짧은 연습 - 아래 데이터 전체에서 "keypoint"를 "marker"(으)로 바꾸도록 수정하고, 나머지 부분은 그대로 두어 다시 제시하세요.

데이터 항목
--------
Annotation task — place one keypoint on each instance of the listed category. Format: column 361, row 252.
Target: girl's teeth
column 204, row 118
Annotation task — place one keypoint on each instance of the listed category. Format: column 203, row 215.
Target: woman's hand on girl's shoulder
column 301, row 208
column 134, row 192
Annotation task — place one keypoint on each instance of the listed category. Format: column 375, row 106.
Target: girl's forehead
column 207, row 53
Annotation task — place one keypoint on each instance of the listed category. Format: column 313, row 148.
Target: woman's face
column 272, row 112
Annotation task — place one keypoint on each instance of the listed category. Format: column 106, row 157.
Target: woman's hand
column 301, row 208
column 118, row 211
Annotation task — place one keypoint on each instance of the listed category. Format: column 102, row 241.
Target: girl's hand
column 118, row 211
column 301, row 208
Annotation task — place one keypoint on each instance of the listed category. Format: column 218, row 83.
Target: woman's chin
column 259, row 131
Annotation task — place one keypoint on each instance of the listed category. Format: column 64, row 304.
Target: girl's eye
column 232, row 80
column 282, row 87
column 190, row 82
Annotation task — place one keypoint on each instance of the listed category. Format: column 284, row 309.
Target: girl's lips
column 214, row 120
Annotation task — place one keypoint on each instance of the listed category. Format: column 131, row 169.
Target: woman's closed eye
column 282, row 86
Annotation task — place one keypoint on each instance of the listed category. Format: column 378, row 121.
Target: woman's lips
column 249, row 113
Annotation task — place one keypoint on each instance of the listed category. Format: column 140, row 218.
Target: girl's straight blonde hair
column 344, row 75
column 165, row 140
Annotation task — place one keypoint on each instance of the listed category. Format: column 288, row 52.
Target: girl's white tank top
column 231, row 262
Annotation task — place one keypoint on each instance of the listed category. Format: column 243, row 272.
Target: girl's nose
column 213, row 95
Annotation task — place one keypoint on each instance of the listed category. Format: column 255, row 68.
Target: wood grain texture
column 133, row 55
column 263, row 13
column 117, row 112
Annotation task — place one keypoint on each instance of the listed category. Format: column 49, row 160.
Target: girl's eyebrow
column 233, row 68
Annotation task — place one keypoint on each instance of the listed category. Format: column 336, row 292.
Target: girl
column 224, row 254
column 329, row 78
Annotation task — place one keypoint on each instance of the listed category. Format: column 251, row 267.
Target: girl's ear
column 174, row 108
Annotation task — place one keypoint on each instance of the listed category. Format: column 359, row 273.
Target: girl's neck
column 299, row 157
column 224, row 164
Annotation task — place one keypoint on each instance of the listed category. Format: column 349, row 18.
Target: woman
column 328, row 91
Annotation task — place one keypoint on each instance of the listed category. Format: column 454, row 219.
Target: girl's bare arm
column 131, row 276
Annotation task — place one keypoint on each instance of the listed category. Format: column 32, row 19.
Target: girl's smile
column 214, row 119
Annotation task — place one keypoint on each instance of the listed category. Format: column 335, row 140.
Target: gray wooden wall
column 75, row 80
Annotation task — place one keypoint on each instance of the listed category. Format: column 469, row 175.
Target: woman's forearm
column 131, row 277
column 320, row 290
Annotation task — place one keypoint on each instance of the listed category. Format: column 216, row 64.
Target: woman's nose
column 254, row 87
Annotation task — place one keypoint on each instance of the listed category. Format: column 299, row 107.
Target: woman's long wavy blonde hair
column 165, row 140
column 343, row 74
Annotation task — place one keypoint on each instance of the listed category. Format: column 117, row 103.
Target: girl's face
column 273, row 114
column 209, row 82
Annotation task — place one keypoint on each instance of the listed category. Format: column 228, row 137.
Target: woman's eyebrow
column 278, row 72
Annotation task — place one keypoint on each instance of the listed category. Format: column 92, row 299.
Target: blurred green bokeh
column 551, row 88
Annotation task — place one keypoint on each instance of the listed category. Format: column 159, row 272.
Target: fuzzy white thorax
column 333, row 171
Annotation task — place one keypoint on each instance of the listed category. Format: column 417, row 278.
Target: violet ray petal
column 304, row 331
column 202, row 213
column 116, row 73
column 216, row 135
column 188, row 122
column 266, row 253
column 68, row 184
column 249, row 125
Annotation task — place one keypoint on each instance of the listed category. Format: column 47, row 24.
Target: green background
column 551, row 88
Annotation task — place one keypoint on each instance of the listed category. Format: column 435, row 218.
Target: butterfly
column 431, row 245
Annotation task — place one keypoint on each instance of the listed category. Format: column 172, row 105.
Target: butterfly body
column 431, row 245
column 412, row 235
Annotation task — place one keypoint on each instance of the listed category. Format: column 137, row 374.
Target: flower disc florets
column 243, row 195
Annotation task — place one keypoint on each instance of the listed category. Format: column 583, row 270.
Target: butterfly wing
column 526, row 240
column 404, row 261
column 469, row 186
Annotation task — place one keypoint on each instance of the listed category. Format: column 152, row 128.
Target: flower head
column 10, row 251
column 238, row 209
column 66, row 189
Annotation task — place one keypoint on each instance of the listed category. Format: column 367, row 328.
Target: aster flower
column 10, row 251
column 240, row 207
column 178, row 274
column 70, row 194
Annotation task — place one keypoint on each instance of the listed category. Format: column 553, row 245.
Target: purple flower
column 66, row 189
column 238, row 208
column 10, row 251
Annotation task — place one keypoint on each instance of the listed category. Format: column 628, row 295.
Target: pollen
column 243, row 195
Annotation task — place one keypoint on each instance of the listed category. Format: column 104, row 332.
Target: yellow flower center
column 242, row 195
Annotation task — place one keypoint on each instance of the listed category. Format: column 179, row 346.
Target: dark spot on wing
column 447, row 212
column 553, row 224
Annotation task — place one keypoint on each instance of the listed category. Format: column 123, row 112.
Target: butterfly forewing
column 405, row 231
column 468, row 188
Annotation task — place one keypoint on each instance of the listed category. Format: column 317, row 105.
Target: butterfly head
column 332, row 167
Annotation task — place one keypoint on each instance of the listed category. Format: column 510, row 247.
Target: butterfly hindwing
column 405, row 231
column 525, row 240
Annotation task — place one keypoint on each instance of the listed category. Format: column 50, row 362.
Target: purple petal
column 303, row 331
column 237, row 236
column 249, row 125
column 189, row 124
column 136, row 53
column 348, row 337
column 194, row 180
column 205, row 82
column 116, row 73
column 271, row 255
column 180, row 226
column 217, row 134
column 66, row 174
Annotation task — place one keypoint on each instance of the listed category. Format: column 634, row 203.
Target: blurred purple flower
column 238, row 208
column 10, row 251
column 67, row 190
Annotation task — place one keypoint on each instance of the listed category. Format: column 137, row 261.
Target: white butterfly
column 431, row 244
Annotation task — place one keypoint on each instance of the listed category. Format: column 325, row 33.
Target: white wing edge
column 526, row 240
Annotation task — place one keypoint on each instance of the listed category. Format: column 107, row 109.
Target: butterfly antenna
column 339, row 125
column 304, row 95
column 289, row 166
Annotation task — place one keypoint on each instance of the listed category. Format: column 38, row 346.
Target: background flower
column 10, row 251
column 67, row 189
--------
전체 답안 -
Annotation task — place one marker on each instance of the listed category. Format: column 361, row 252.
Target: girl's teeth
column 204, row 118
Annotation task — place one marker on each instance of the listed category. Format: column 203, row 215.
Target: woman's hand on girl's shoulder
column 301, row 208
column 134, row 192
Annotation task — place one marker on each instance of the listed category. Format: column 375, row 106.
Target: girl's forehead
column 207, row 53
Annotation task — place one marker on each instance of the listed category. Format: column 313, row 148.
Target: woman's face
column 272, row 112
Annotation task — place one marker on each instance of the listed category. Format: column 106, row 157.
Target: woman's hand
column 301, row 208
column 118, row 211
Annotation task — place one marker on each instance of the listed category. Format: column 102, row 241.
Target: girl's hand
column 118, row 211
column 301, row 208
Annotation task — place one marker on each instance of the listed category. Format: column 218, row 83.
Target: woman's chin
column 259, row 131
Annotation task — place one marker on each instance of the listed category. Format: column 64, row 304.
Target: girl's eye
column 232, row 80
column 282, row 87
column 190, row 82
Annotation task — place one marker on each instance of the listed category. Format: column 284, row 309.
Target: girl's lips
column 214, row 120
Annotation task — place one marker on each instance of the listed category. Format: column 131, row 169.
Target: woman's closed eye
column 282, row 86
Annotation task — place one marker on each instance of the listed category. Format: column 378, row 121.
Target: woman's lips
column 249, row 113
Annotation task — place one marker on each instance of the listed category. Format: column 140, row 218.
Target: girl's straight blonde hair
column 344, row 75
column 165, row 140
Annotation task — place one marker on each instance of the listed category. Format: column 288, row 52.
Target: girl's white tank top
column 231, row 262
Annotation task — place one marker on each instance of the listed category. Format: column 243, row 272.
Target: girl's nose
column 213, row 95
Annotation task — place one marker on each instance of the listed category. Format: column 255, row 68.
Target: wood grain texture
column 133, row 55
column 263, row 13
column 117, row 112
Annotation task — place one marker on each instance of the listed category. Format: column 49, row 160.
Target: girl's eyebrow
column 233, row 68
Annotation task — place one marker on each instance of the listed category. Format: column 336, row 292.
Target: girl
column 224, row 254
column 329, row 78
Annotation task — place one marker on each instance of the listed category. Format: column 251, row 267.
Target: girl's ear
column 174, row 108
Annotation task — place one marker on each instance of the listed category. Format: column 359, row 273.
Target: girl's neck
column 299, row 157
column 224, row 164
Annotation task — place one marker on each instance of the listed category. Format: column 349, row 18.
Target: woman
column 328, row 91
Annotation task — place one marker on each instance of the listed category. Format: column 454, row 219.
Target: girl's bare arm
column 131, row 276
Annotation task — place one marker on each instance of the listed category. Format: column 32, row 19.
Target: girl's smile
column 214, row 119
Annotation task — place one marker on each instance of the listed category. Format: column 335, row 140.
Target: gray wooden wall
column 75, row 80
Annotation task — place one marker on each instance of the listed category. Format: column 469, row 175.
Target: woman's forearm
column 131, row 277
column 320, row 290
Annotation task — place one marker on each instance of the listed category. Format: column 216, row 64.
Target: woman's nose
column 254, row 87
Annotation task — place one marker on each instance of the listed category. Format: column 299, row 107.
Target: woman's long wavy blonde hair
column 165, row 140
column 343, row 74
Annotation task — place one marker on each instance of the listed category. Format: column 117, row 103.
Target: girl's face
column 273, row 114
column 209, row 82
Annotation task — place one marker on each instance of the listed category. Format: column 228, row 137.
Target: woman's eyebrow
column 278, row 72
Annotation task — place one marker on each instance of the listed category. Format: column 92, row 299.
Target: blurred green bokeh
column 551, row 88
Annotation task — place one marker on each instance of the listed category. Format: column 159, row 272.
Target: fuzzy white thorax
column 333, row 171
Annotation task — place one marker on each instance of the listed category. Format: column 417, row 278.
Target: violet ray petal
column 304, row 331
column 202, row 213
column 116, row 73
column 216, row 135
column 188, row 122
column 266, row 253
column 68, row 184
column 249, row 125
Annotation task — place one marker on each instance of the listed category. Format: column 47, row 24.
Target: green background
column 551, row 88
Annotation task — place one marker on each instance of the listed category. Format: column 435, row 218.
Target: butterfly
column 431, row 245
Annotation task — place one marker on each instance of the listed category. Format: column 172, row 105.
Target: butterfly body
column 431, row 245
column 412, row 235
Annotation task — place one marker on each instance of the listed category. Format: column 137, row 374.
Target: flower disc florets
column 243, row 195
Annotation task — place one marker on each instance of the listed category. Format: column 583, row 270.
Target: butterfly wing
column 526, row 240
column 404, row 261
column 469, row 186
Annotation task — place one marker on each instance of the listed category. Format: column 152, row 128.
Target: flower head
column 10, row 251
column 238, row 209
column 66, row 189
Annotation task — place one marker on each instance of the listed category. Format: column 367, row 328.
Target: aster flower
column 10, row 251
column 240, row 207
column 178, row 274
column 70, row 194
Annotation task — place one marker on each instance of the listed category. Format: column 553, row 245.
Target: purple flower
column 66, row 189
column 238, row 208
column 10, row 251
Annotation task — place one marker on each instance of the listed category. Format: column 628, row 295.
Target: pollen
column 243, row 195
Annotation task — place one marker on each instance of the listed category. Format: column 104, row 332.
Target: yellow flower center
column 242, row 195
Annotation task — place one marker on each instance of the listed category. Format: column 179, row 346.
Target: dark spot on wing
column 447, row 212
column 553, row 224
Annotation task — place one marker on each instance of the listed category. Format: column 123, row 112.
Target: butterfly forewing
column 405, row 231
column 468, row 188
Annotation task — place one marker on each instance of the listed category. Format: column 317, row 105.
Target: butterfly head
column 332, row 167
Annotation task — place one marker on each instance of the listed category. Format: column 510, row 247.
Target: butterfly hindwing
column 405, row 231
column 525, row 240
Annotation task — place one marker on each instance of the listed category. Format: column 50, row 362.
Target: purple petal
column 303, row 331
column 237, row 236
column 249, row 125
column 189, row 124
column 136, row 53
column 348, row 337
column 194, row 180
column 205, row 82
column 116, row 73
column 271, row 255
column 180, row 226
column 217, row 134
column 66, row 174
Annotation task — place one marker on each instance of the listed category. Format: column 634, row 203.
Target: blurred purple flower
column 238, row 208
column 10, row 251
column 67, row 190
Annotation task — place one marker on each instance of the listed category. Format: column 137, row 261.
Target: white butterfly
column 431, row 244
Annotation task — place one marker on each instance of the listed category. Format: column 325, row 33.
Target: white wing edge
column 526, row 240
Annotation task — place one marker on each instance of the listed category. Format: column 107, row 109.
Target: butterfly antenna
column 339, row 125
column 304, row 95
column 289, row 166
Annotation task — place one marker on each instance of the listed category. Format: column 38, row 346.
Target: background flower
column 10, row 251
column 67, row 189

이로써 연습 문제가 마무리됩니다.